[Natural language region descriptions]
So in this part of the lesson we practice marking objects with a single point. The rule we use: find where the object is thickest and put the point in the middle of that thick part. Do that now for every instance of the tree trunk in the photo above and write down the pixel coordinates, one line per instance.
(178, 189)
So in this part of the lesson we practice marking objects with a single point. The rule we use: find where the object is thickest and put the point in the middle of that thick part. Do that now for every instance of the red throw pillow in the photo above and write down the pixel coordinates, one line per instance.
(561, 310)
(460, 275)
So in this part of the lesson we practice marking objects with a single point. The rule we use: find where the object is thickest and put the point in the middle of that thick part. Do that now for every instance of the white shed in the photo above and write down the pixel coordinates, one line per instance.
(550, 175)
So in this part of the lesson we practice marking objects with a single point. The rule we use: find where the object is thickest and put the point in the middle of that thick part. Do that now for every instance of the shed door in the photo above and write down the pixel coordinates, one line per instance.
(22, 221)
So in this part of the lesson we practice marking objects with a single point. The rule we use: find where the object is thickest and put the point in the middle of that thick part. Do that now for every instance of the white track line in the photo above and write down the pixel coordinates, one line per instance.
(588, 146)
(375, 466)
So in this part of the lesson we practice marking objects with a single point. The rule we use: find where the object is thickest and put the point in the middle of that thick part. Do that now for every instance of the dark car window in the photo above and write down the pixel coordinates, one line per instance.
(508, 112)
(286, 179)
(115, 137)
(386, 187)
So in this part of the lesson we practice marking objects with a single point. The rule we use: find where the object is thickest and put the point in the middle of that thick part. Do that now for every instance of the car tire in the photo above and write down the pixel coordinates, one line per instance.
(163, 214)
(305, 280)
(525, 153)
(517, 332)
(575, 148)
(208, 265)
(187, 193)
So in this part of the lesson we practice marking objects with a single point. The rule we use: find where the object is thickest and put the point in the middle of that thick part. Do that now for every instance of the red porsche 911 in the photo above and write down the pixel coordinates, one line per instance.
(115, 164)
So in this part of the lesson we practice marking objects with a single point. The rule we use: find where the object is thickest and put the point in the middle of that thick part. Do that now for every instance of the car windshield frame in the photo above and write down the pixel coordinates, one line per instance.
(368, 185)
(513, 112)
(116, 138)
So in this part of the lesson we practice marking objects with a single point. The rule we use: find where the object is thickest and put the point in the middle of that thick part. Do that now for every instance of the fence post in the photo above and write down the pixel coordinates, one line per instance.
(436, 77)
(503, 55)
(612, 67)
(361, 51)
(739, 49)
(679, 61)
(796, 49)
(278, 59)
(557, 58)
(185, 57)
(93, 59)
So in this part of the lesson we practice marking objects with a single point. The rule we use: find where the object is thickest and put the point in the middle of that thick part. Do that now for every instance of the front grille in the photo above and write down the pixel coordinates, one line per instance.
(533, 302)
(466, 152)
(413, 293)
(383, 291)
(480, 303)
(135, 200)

ABOUT THIS TASK:
From beginning to end, the data must be duplicated exactly.

ANSWER FOR THE TASK:
So in this part of the lesson we practice marking objects with a single point. The rule we use: find where the object is thickest and put the point in the middle of that thick part. Do that now for every instance of the tree trunk in the photo above and write down the pixel coordinates, one line per instance.
(178, 189)
So in this part of the lesson we practice marking objects with a single point. The rule we use: find where the object is thickest and put the point in the middle of that thick part. Do that now for every instance of the red throw pillow in the photo above and write down the pixel coordinates, one line per instance.
(561, 310)
(460, 275)
So in this part of the lesson we practice marking objects with a single point. The rule we use: find where the object is thickest and put the point in the middle of that thick part. Do that now for every instance of the white shed in the photo above and write down the pixel coordinates, one line per instance.
(550, 175)
So in this part of the lesson we practice marking objects with a single point. The rule we use: find where the object is thickest and put the point in the middle of that thick part. Do that now for every instance of the shed door in the photo above and write down the pixel coordinates, one line per instance.
(22, 221)
So in this part of the lesson we practice marking objects with a single point. The rule we use: find where the object is thickest and put the point in the middle of that thick part. Do that now for every instance of the white track line in the photo above and write down the pixel coordinates, one line per instance.
(588, 146)
(375, 466)
So in this part of the lesson we practice marking objects with a single point. The rule we use: find where the object is thickest and put the point in the middle of that thick part. Do that now for every instance of the dark car window in the photo above and write down the pixel coordinates, one line per instance.
(508, 112)
(286, 179)
(115, 137)
(386, 187)
So in this part of the lesson we practice marking objects with a single point. The rule we use: find where the object is thickest and put the point in the middle of that thick part. Do that now for every instance of the car tire in the photo above and write down the pixel coordinates, one line per instance.
(163, 214)
(305, 280)
(525, 153)
(517, 332)
(575, 148)
(208, 265)
(187, 193)
So in this part of the lesson we practice marking objects with a single point. The rule we use: find where the object is thickest and put the point in the middle of that thick part. Do that now for every instance of the red porsche 911 in the photo above and write down the pixel coordinates, one line per instance.
(115, 164)
So in this part of the lesson we practice marking objects with a single point. The rule we use: find where the object is thickest and put the point in the middle of that thick part. Do that now for every instance of the car windshield frame in the photo above and write down the pixel coordinates, one line per instance.
(368, 185)
(513, 112)
(116, 138)
So in this part of the lesson we practice marking objects with a single point. The rule we use: find where the object is thickest and put the point in the middle of that thick part. Do that now for every instance of the fence post in the photo above and write down the pixel coordinates, one line per instance.
(436, 77)
(503, 55)
(612, 67)
(361, 51)
(739, 49)
(679, 61)
(796, 49)
(278, 59)
(557, 58)
(185, 57)
(93, 59)
So in this part of the lesson we practice marking objects with a single point. The rule we use: find where the object is thickest and put the point in the middle of that thick part. Do that now for every instance of the front grille in the photo above and write down the pixel coordinates, one line per instance.
(533, 302)
(466, 152)
(413, 293)
(383, 291)
(480, 303)
(135, 200)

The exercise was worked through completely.